▶ **WRITTEN REQUEST**:
Write out every line from the one with "indicate the human ear, one dot per instance" to the end of the rows, shifting each point coordinate in the answers up by 139.

>> START

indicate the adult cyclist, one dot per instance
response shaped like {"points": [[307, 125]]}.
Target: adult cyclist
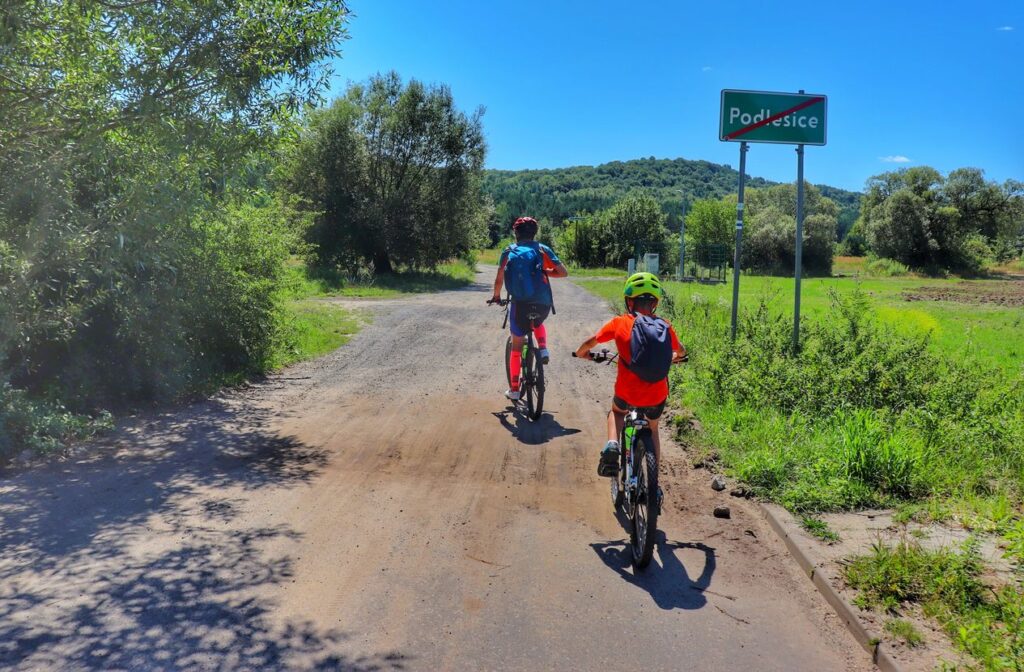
{"points": [[535, 290]]}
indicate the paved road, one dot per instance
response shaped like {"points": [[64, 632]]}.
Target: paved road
{"points": [[381, 508]]}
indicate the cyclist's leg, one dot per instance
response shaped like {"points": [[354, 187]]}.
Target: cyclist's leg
{"points": [[653, 413], [616, 418], [608, 464], [542, 336], [515, 358]]}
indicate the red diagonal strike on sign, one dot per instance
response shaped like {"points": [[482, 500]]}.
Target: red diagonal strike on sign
{"points": [[764, 122]]}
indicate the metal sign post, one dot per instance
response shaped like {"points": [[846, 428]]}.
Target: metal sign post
{"points": [[800, 245], [739, 237], [682, 242], [778, 118]]}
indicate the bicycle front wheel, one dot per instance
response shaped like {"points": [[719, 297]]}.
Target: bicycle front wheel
{"points": [[645, 508]]}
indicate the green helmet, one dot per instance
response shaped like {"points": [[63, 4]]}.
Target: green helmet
{"points": [[642, 283]]}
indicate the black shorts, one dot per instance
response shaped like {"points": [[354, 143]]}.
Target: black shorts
{"points": [[649, 412], [519, 317]]}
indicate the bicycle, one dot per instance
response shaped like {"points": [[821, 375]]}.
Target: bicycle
{"points": [[531, 376], [634, 488]]}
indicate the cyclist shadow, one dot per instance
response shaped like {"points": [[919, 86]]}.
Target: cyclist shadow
{"points": [[530, 432], [666, 578]]}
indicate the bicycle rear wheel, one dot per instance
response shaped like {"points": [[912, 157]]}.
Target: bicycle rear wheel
{"points": [[535, 383], [645, 507], [508, 361]]}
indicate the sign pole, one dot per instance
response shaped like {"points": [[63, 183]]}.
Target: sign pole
{"points": [[682, 243], [800, 245], [739, 237]]}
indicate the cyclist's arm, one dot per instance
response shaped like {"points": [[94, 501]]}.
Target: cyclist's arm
{"points": [[603, 335], [552, 264], [500, 278], [587, 346], [678, 349]]}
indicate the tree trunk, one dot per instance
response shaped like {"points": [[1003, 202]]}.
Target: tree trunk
{"points": [[382, 262]]}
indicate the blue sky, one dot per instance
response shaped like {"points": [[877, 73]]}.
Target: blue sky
{"points": [[572, 83]]}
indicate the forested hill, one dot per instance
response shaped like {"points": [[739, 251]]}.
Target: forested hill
{"points": [[560, 193]]}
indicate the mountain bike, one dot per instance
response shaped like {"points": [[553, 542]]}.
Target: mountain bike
{"points": [[634, 488], [531, 376]]}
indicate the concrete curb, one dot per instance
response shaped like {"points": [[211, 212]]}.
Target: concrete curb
{"points": [[846, 612]]}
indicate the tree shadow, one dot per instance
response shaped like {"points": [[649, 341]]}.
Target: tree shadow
{"points": [[527, 431], [666, 579], [87, 584]]}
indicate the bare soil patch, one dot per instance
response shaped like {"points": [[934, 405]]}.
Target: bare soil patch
{"points": [[1000, 292]]}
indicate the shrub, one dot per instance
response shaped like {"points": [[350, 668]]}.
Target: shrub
{"points": [[882, 267]]}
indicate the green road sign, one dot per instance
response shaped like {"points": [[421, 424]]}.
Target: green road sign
{"points": [[766, 117]]}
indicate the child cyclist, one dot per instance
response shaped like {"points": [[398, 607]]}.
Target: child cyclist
{"points": [[644, 384], [524, 267]]}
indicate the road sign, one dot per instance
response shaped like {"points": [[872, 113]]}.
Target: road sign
{"points": [[767, 117]]}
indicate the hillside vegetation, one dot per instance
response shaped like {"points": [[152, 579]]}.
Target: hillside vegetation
{"points": [[560, 193]]}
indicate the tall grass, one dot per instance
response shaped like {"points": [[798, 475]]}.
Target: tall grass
{"points": [[948, 585], [864, 414]]}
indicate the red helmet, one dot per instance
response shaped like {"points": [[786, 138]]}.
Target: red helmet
{"points": [[523, 220]]}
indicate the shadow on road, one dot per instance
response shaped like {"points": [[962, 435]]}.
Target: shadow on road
{"points": [[123, 562], [667, 578], [532, 433]]}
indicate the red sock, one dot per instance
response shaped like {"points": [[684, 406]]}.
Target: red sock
{"points": [[515, 367], [542, 336]]}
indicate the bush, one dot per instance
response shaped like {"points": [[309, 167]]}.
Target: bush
{"points": [[974, 256], [881, 267], [40, 426]]}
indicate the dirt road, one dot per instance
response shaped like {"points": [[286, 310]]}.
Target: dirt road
{"points": [[381, 508]]}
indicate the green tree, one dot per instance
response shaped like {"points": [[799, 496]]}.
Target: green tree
{"points": [[393, 171], [709, 222], [961, 222], [769, 243], [634, 223], [129, 269]]}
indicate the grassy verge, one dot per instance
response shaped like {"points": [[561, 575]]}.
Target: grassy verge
{"points": [[313, 329], [967, 320], [947, 584]]}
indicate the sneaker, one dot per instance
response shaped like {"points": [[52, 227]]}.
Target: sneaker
{"points": [[608, 465]]}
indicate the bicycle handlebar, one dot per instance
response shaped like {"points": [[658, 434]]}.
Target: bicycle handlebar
{"points": [[602, 355], [606, 355]]}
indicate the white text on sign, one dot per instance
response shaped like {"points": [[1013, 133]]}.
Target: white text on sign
{"points": [[796, 120]]}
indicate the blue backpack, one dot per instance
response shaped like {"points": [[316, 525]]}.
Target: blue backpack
{"points": [[524, 273], [650, 348]]}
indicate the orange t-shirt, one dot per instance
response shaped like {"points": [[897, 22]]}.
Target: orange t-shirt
{"points": [[630, 387]]}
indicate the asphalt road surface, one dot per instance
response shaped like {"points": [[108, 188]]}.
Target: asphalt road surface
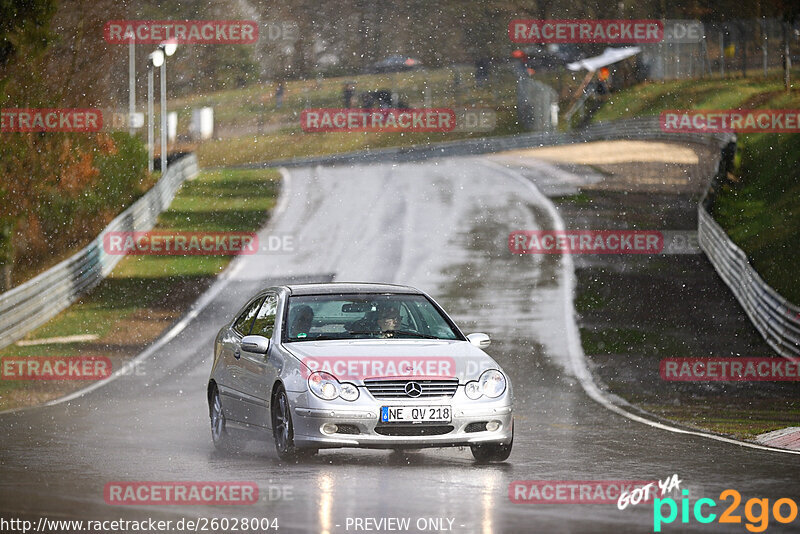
{"points": [[441, 225]]}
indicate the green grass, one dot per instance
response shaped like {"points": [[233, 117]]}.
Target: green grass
{"points": [[741, 425], [761, 212], [217, 201]]}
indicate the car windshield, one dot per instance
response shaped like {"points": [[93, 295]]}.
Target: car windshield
{"points": [[365, 316]]}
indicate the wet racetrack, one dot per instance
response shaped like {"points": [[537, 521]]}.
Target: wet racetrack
{"points": [[441, 225]]}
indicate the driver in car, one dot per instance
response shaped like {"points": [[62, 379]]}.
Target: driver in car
{"points": [[388, 320], [381, 323]]}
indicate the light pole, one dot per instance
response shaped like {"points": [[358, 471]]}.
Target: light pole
{"points": [[168, 48], [156, 59], [131, 81]]}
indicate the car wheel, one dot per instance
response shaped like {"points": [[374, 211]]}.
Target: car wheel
{"points": [[222, 439], [283, 429], [493, 452]]}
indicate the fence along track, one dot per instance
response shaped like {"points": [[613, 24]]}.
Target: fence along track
{"points": [[38, 300]]}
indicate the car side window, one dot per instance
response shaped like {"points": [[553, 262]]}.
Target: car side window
{"points": [[264, 324], [245, 320]]}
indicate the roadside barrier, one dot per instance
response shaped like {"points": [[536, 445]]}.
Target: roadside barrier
{"points": [[38, 300]]}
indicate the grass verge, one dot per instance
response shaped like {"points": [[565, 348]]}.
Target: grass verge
{"points": [[145, 294], [760, 210]]}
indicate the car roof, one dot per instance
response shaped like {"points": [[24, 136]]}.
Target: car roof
{"points": [[334, 288]]}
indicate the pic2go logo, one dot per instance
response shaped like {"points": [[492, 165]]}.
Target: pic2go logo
{"points": [[758, 521]]}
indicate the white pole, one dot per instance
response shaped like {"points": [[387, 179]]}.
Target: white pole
{"points": [[150, 118], [131, 85], [164, 117]]}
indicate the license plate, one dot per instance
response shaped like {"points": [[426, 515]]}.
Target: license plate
{"points": [[415, 414]]}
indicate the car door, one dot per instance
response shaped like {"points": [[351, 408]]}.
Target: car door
{"points": [[259, 371], [233, 392]]}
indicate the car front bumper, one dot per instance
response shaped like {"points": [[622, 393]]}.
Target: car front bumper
{"points": [[360, 426]]}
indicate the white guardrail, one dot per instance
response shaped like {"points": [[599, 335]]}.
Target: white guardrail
{"points": [[38, 300]]}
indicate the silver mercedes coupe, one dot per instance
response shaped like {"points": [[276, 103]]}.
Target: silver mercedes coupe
{"points": [[356, 365]]}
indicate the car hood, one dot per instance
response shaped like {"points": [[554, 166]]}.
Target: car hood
{"points": [[356, 360]]}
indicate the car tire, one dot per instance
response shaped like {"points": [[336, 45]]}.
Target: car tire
{"points": [[222, 438], [283, 429], [492, 452]]}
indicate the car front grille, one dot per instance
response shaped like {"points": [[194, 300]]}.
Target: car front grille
{"points": [[396, 389]]}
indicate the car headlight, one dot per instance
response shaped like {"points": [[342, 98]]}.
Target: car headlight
{"points": [[323, 385], [348, 391], [473, 390], [327, 387], [493, 383]]}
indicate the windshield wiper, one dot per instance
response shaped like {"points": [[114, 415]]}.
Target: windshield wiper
{"points": [[409, 333]]}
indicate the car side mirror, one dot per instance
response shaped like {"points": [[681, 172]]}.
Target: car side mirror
{"points": [[479, 340], [257, 344]]}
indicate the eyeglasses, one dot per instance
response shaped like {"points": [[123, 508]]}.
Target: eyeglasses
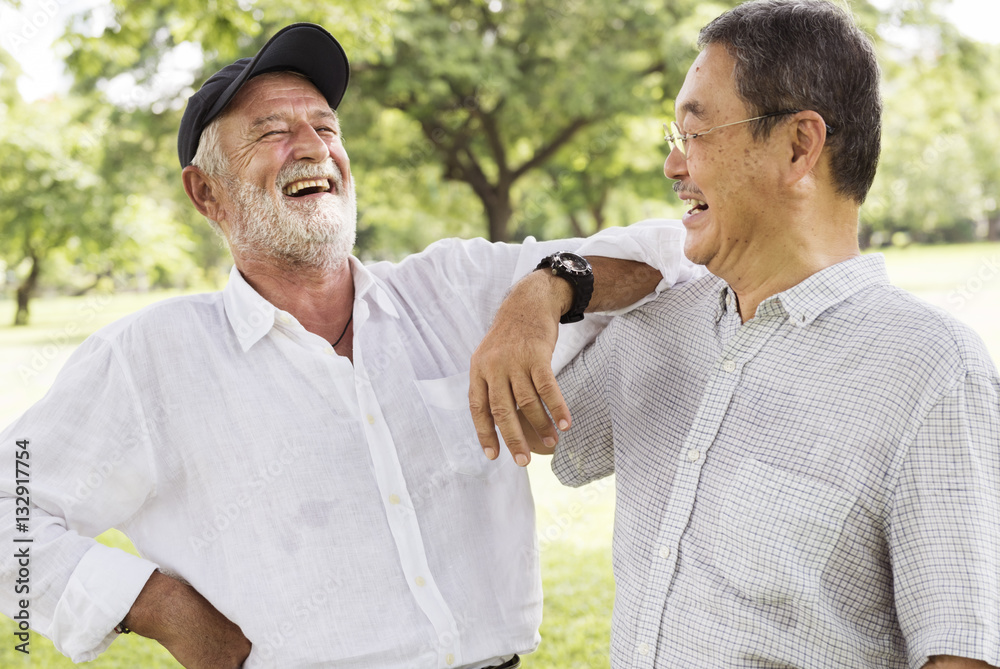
{"points": [[677, 139]]}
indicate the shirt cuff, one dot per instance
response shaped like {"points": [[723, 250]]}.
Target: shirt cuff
{"points": [[100, 592]]}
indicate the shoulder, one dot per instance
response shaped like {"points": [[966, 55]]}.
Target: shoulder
{"points": [[679, 306], [166, 323], [446, 255], [920, 334]]}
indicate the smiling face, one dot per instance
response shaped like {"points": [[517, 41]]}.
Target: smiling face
{"points": [[728, 180], [288, 193]]}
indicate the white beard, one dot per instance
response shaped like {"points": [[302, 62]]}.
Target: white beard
{"points": [[317, 233]]}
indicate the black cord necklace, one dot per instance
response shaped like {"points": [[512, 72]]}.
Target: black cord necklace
{"points": [[345, 330]]}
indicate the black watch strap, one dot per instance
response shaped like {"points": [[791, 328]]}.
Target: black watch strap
{"points": [[580, 275]]}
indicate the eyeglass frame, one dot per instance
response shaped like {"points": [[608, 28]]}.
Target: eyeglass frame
{"points": [[675, 138]]}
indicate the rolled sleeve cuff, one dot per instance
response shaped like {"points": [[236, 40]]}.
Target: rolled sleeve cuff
{"points": [[973, 644], [100, 592]]}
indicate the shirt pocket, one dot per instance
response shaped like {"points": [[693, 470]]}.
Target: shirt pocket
{"points": [[777, 531], [447, 402]]}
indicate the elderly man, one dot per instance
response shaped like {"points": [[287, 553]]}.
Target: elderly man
{"points": [[807, 459], [293, 457]]}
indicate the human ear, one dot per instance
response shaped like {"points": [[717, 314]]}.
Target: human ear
{"points": [[201, 190], [808, 137]]}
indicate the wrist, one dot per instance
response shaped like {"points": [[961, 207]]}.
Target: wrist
{"points": [[577, 274], [550, 293]]}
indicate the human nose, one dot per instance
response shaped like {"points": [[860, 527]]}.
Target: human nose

>> END

▶ **EXERCISE ANSWER**:
indicate the human ear, one dot per instance
response shaped like {"points": [[717, 314]]}.
Target: human ear
{"points": [[340, 329], [947, 276]]}
indicate the wrist, one dot per instance
response shaped like {"points": [[961, 207]]}.
Target: wrist
{"points": [[716, 413], [689, 432]]}
indicate the human nose, one dot per instance
response shaped like {"points": [[860, 527]]}.
Target: human nose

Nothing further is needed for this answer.